Dataset content START

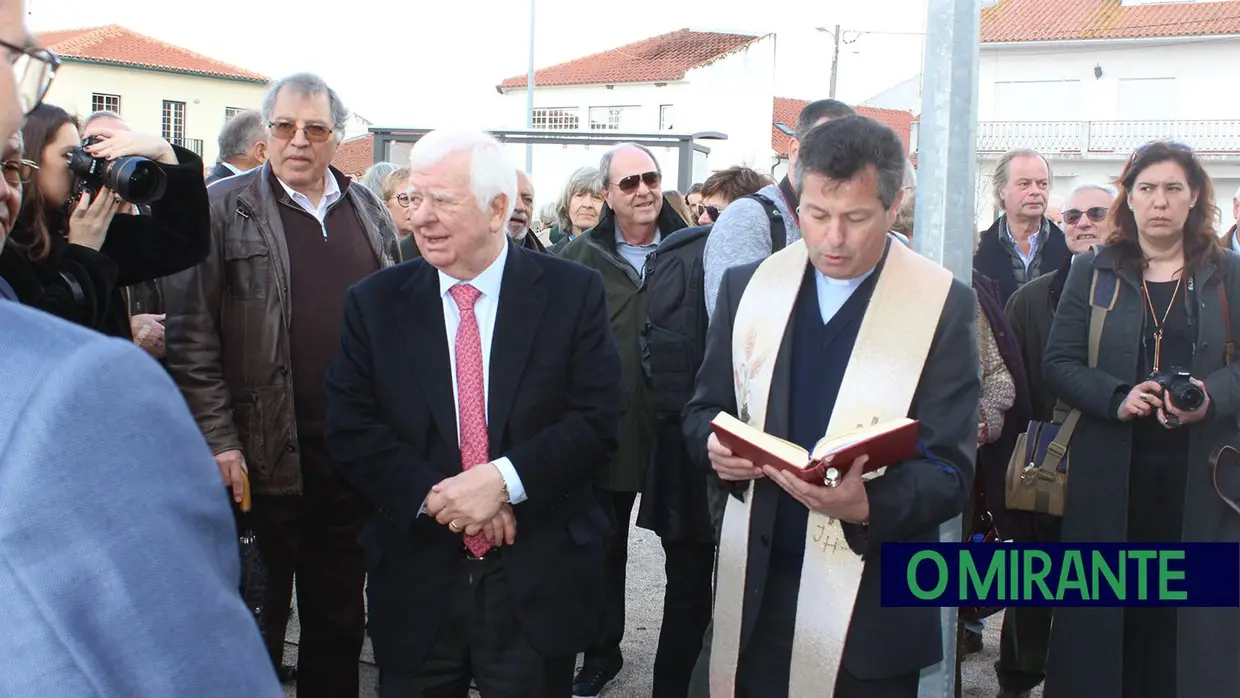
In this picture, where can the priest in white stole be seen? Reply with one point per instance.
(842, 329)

Dataset content END
Dataset content START

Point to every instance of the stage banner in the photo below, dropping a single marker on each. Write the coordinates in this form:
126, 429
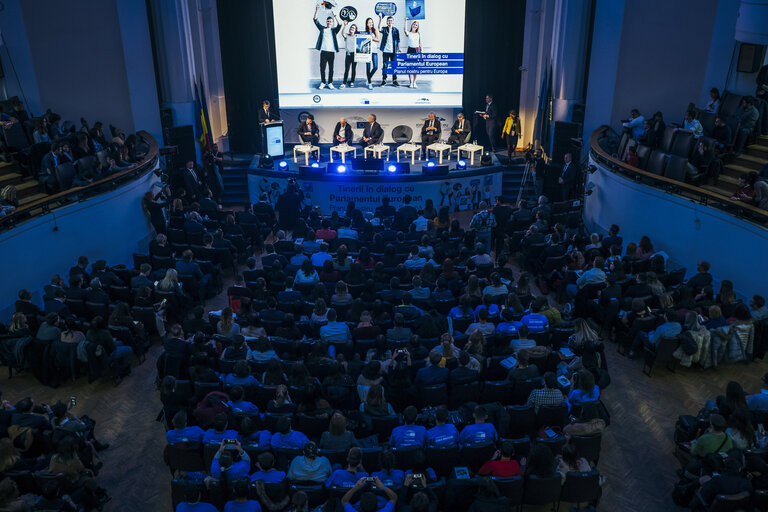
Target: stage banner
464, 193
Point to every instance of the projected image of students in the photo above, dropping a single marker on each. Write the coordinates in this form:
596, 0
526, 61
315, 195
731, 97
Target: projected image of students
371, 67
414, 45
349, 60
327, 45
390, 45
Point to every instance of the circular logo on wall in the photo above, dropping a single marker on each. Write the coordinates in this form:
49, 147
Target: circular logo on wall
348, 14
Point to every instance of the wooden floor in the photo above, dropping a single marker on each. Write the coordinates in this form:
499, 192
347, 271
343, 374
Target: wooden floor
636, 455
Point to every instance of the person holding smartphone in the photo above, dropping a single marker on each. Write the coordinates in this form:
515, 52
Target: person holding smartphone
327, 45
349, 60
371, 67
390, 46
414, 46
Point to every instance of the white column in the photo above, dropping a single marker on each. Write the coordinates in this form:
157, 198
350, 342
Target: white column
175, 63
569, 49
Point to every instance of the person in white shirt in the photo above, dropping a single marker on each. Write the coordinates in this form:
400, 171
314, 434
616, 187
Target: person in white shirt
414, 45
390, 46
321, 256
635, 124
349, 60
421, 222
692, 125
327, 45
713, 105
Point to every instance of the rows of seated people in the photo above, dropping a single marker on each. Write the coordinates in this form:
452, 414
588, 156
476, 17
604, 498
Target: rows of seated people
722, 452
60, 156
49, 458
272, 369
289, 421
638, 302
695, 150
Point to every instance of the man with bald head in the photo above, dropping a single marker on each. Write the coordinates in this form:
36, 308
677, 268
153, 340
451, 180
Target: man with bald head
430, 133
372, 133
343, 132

Dataset content END

Work task: The lines to copy are those above that contain "form".

Result of this task:
Point to every instance of the stage banner in the photo below, dropping a single marker on each. Write the coordinates in this form:
Point to every instance of the projected image of students in the photo above, dropping a single marker on each. Write the coordinates in this form:
Point to every instance of the circular logo on wall in the photo above, dropping a single marker on each. Write the coordinates in this form:
Point to every instance of the wooden floor in the photo above, dropping a single marker on each. Write the coordinates in this form:
Point to every instance of the person holding smartphone in the photo above, dropping a single marker on each. Write the coordinates in this form:
Point to every instance of the white column in the photo above, dropping a single marker on each. Write the coordinates in this form:
Point to every instance of the person in white shirt in the photo above, dropping a single marker on each. Write the coordinates in this form:
Point to every instance of the rows of seated people in the photo above, dropping a single marker on each. Write the coordinates in this form:
Point to every instance of the man with bald head in the photo above, dropping a single marker on each. Write the coordinates in this form:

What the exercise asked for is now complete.